* Aim *
Copy each line of the material below word for word, omitting the pictures.

Object point labels:
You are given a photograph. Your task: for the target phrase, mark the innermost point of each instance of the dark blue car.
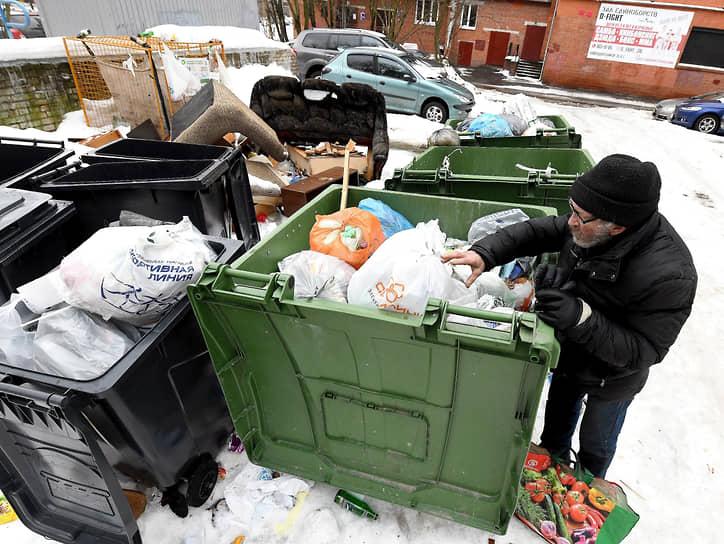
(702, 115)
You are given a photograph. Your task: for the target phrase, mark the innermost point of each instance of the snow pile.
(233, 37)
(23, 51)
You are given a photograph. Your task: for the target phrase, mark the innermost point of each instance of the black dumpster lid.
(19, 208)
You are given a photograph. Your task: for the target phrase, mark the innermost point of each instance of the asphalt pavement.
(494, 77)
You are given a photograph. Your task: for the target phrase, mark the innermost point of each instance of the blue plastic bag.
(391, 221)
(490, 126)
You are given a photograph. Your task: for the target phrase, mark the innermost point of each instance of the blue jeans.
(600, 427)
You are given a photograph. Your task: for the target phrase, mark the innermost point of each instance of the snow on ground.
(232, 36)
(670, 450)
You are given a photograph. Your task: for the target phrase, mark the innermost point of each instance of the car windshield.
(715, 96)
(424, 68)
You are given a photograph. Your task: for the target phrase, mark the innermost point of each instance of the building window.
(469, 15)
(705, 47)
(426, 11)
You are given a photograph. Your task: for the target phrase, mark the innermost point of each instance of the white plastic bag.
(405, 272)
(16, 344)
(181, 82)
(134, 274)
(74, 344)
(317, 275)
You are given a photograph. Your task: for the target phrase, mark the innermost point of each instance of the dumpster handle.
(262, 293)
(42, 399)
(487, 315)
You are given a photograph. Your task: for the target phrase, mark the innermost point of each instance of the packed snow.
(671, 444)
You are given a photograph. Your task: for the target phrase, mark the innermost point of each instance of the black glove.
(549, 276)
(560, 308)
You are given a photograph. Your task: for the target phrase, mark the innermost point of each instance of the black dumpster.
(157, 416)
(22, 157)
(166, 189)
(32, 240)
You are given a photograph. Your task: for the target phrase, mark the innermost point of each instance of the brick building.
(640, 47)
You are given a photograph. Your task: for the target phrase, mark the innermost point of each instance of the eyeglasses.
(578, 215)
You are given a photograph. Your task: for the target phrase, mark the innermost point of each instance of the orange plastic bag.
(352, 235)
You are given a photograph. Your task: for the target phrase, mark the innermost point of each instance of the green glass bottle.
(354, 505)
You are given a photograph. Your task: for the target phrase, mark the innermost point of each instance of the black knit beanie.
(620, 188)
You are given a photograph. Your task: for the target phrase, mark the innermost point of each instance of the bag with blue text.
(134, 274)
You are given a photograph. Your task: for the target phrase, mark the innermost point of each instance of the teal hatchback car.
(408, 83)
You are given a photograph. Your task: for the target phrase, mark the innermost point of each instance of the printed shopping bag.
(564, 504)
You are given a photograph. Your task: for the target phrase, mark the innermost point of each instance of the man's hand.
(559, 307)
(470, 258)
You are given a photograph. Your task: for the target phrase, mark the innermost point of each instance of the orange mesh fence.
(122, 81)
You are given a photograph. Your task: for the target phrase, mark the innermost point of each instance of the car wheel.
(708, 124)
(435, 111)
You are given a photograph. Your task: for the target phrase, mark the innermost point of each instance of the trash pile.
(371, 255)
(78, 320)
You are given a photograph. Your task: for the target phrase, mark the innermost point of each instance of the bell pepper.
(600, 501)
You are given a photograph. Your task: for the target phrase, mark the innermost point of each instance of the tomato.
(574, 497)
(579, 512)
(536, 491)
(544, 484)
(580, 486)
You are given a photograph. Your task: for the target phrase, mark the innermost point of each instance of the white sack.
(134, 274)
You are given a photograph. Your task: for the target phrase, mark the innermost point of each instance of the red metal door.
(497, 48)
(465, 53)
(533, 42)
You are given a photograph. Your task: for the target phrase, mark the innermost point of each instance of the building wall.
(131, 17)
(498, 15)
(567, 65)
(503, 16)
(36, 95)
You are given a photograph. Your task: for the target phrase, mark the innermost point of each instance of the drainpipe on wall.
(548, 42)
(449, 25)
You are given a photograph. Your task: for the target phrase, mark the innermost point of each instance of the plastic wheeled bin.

* Solution *
You are given a photograph. Your task: for the target phrase, mark the innermost point of each instance of the dark blue car.
(702, 115)
You are given a photograph. Your task: for the target phrase, mark the innermost point of each instance of the snow pile.
(233, 37)
(23, 51)
You are given a photograph. Your task: for the target phrase, mark the innermost point of each instance of the black dumpster lid.
(19, 208)
You are given a photograph. Your task: for the target phrase, mark the innermost point of each instance of the asphalt pavement.
(494, 77)
You are given a photograph. Your task: for the target phrase, mark the innermost point of each instance of the blue plastic bag.
(391, 221)
(490, 126)
You are given a photograph. Your task: for the target phrase, mark the innermost point of each instance of the blue jeans.
(600, 427)
You are given a photograph. Your task: for the target phrase, mark the innermost point of each instance of the snow on ground.
(232, 36)
(670, 450)
You are given a photograph. Your task: for the target phrase, mark the innermost point of each instance of the car windshield.
(715, 96)
(424, 68)
You are given a photograph. Your task: for the target phrase, mark the innermost point of each instance of the building window.
(469, 15)
(705, 47)
(426, 11)
You are given a photograph. Your task: for the target phrase, mark the innermost point of each instance of the white plastic bag.
(405, 272)
(16, 344)
(181, 82)
(134, 274)
(74, 344)
(317, 275)
You are given a photograph. Your task: for the target phrase, mark the innermost point of each instance of the dumpster handle.
(262, 293)
(42, 399)
(487, 315)
You are given a photograph. Your task: for the target phrase, mark the innermost point of each instance of the packed snow.
(671, 444)
You are given a photograph. Your task: for the target phrase, mark the innermost point of each instance of the black glove.
(549, 276)
(560, 308)
You are given a photograph. Your task: for the target phrase, mark the innermost point of each instance of the black dumpster.
(157, 416)
(22, 157)
(166, 189)
(32, 240)
You are given a photograph. Your task: for the target phrase, mark the innermost point of each instance of the brick building.
(640, 47)
You are given a photograph. Your task: for the target phrase, mark the innermost point of each instance of the eyeglasses.
(578, 215)
You are given a photograph. Your task: for the target phrase, mark the innermost point of each instance of the orange plastic bag.
(352, 235)
You are given a photograph. Your task: for the target phrase, mark the innermost point of each instance of the green glass bottle.
(354, 505)
You are given a photograph. Your task: for the target phrase, mark the innermost point of each instance of the black knit beanie.
(620, 188)
You are given a photograph. Your task: for the target phrase, mark the innermost point of each instance of the bag with blue text.
(134, 274)
You are given a photograph. Your task: for the target phrase, mark the innermost point of each instance of the teal hatchback car.
(408, 83)
You are given a photograph. Your task: for the target phrase, mark the innermost point of each instance of the printed shopping bag.
(564, 504)
You are given a photograph. Your task: for the target phrase, mark the innermost point of each instance of the man's hand.
(559, 307)
(470, 258)
You are given a photograph. Your task: for the target phrase, mark the innermost point of each instance of the orange mesh fence.
(122, 81)
You are given a photograph. Your task: for the target phrase, mark the innermost point of each instance of the car wheel.
(708, 124)
(435, 111)
You are given a photograph. Your task: for the target phrase, mark the innermost point of each instance of the trash pile.
(371, 255)
(78, 320)
You are given a photograph. Your task: for the target phrase, mark the innermost point of each instance of the bell pepper.
(600, 501)
You are given a photograph. Your task: for the target phrase, mark the innermost point of each instance of the tomato.
(574, 497)
(579, 512)
(536, 491)
(544, 484)
(580, 486)
You are given a photograph. Your task: for the target phrase, mark the innermost point of each instance of the white sack.
(134, 274)
You are given a photograph. Your task: for the target phrase, mark the innermost point of each instance of the red metal door.
(497, 48)
(465, 53)
(533, 42)
You are given a photograph. Your task: for the target phrase, mark the innermost point of each instance of the building wall.
(131, 17)
(498, 15)
(567, 65)
(503, 16)
(36, 95)
You are given a photograph. Your task: for the target phrase, mark the innermost point of each instance of the drainpipe on wall.
(548, 42)
(449, 25)
You are given a photograph. Your task: for the target phrase, mark the innermost point of each instance of the plastic wheeled bin.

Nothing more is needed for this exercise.